REQUIRED WORK =
A – In the upset plot text, rewrite everything from "How is it plotted?" down to "on the plot.", swapping "comment" for "survey response".
B – In the upset plot text, how is each label column coded?

TEXT =
[Start of Attachment]

Using an upset plot to explore the relationship between large categorical data
Introduction
An upset plot is a great visualisation tool that can be used to show and understand the relationships and associations between large categories (called sets) in data. It shows the number of elements (number of comments in our case) the set (sub-categories) have in common and visualise it nicely using a matrix layout and a series of bar charts. The matrix layout enables the effective representation of associated data, such as the number of elements in the aggregates and intersections.
How is it plotted?
To plot an upset plot the data has to be prepared. Using our use case as an example, we prepared the data in this way:
Every record (row) represents one comment
Each column represents a label with a yes/no flag as to whether or not that comment was assigned the label. It is coded 1 for “yes” and 0 for “no”,
All the label names are used as the attribute on the plot.
Why Upset plot and how should it be used?
In this project, we assign labels (sub-categories) to free text comments in a way that one comment can have 1 or more labels assigned to it. Upset plots provide a way to show the relationship between the assigned labels simultaneously. By exploring this pattern we can identify groups of categories that are mostly discussed together in a single comment. This plot can guide us as we explore answers to questions such as this:
Do most comments about staff “competence & training” also relate to the “provision of medical equipment”?
This plot is used in the dashboard as a visual guide to help users as they explore the free text comments. The plot can be used to gain insight into the sub-categories that people might talk about more frequently within the same comments. However, the fact that people talk about a group of sub-categories in the same comment doesn’t mean those sub-categories have a relationship in reality, and that is why we provide functionality within the dashboard for users to further explore the free text comments. The comments should be read to explore explanations for any pattern seen on the visual and to carry out any additional qualitative analysis as required.

[End of Attachment]

SUPPLIED ENTRIES =

[Start of Attachment]

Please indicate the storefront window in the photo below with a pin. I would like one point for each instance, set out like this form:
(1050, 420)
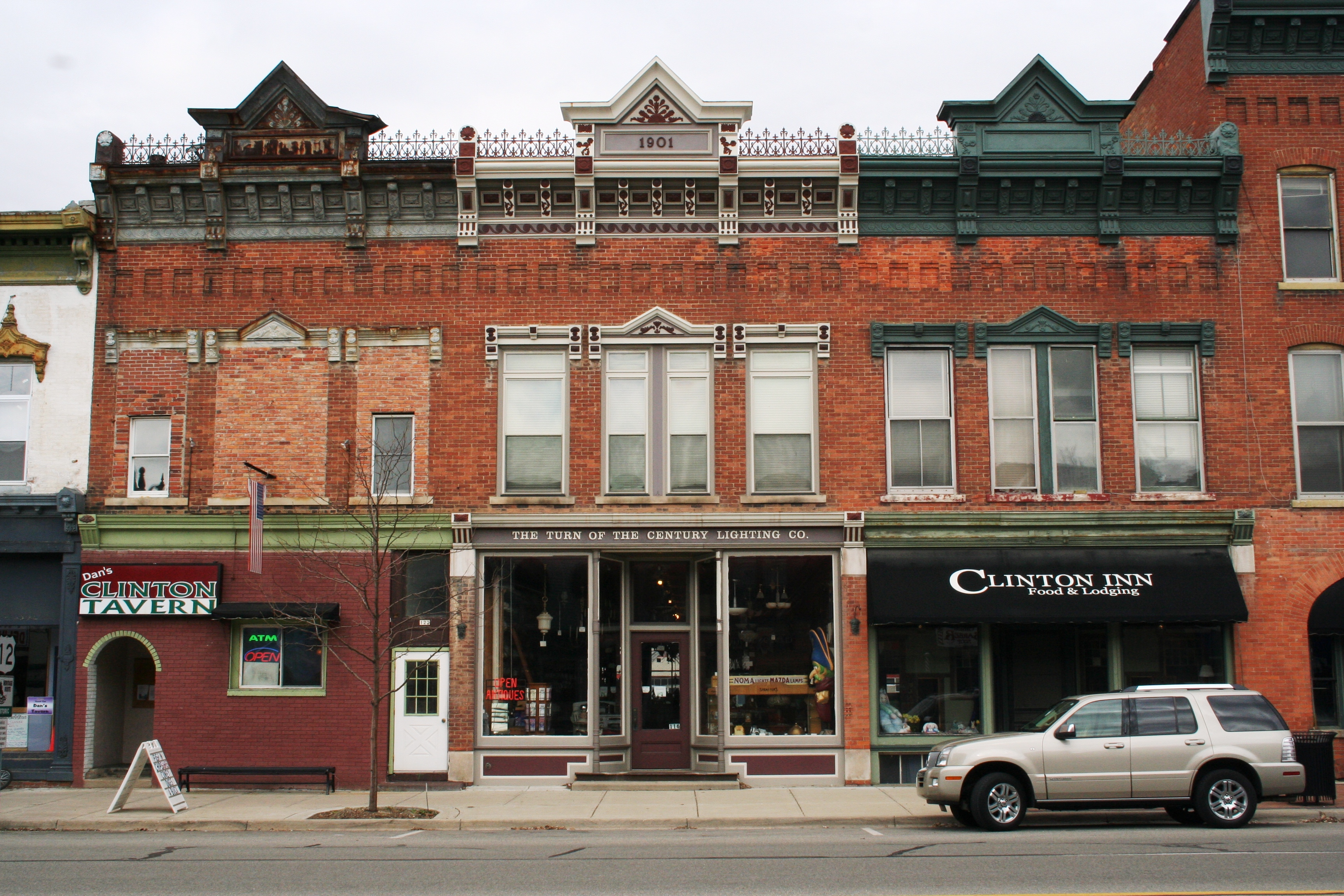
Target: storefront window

[End of Attachment]
[Start of Attachment]

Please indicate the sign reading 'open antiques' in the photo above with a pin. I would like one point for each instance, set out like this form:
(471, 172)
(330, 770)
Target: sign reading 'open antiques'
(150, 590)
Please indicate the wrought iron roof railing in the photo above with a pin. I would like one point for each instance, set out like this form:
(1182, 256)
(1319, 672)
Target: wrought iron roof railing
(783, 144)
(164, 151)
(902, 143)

[End of Attachment]

EXERCISE RESPONSES =
A –
How is it plotted?
To plot an upset plot the data has to be prepared. Using our use case as an example, we prepared the data in this way:
Every record (row) represents one survey response
Each column represents a label with a yes/no flag as to whether or not that survey response was assigned the label. It is coded 1 for “yes” and 0 for “no”,
All the label names are used as the attribute on the plot.

B – It is coded 1 for "yes" and 0 for "no".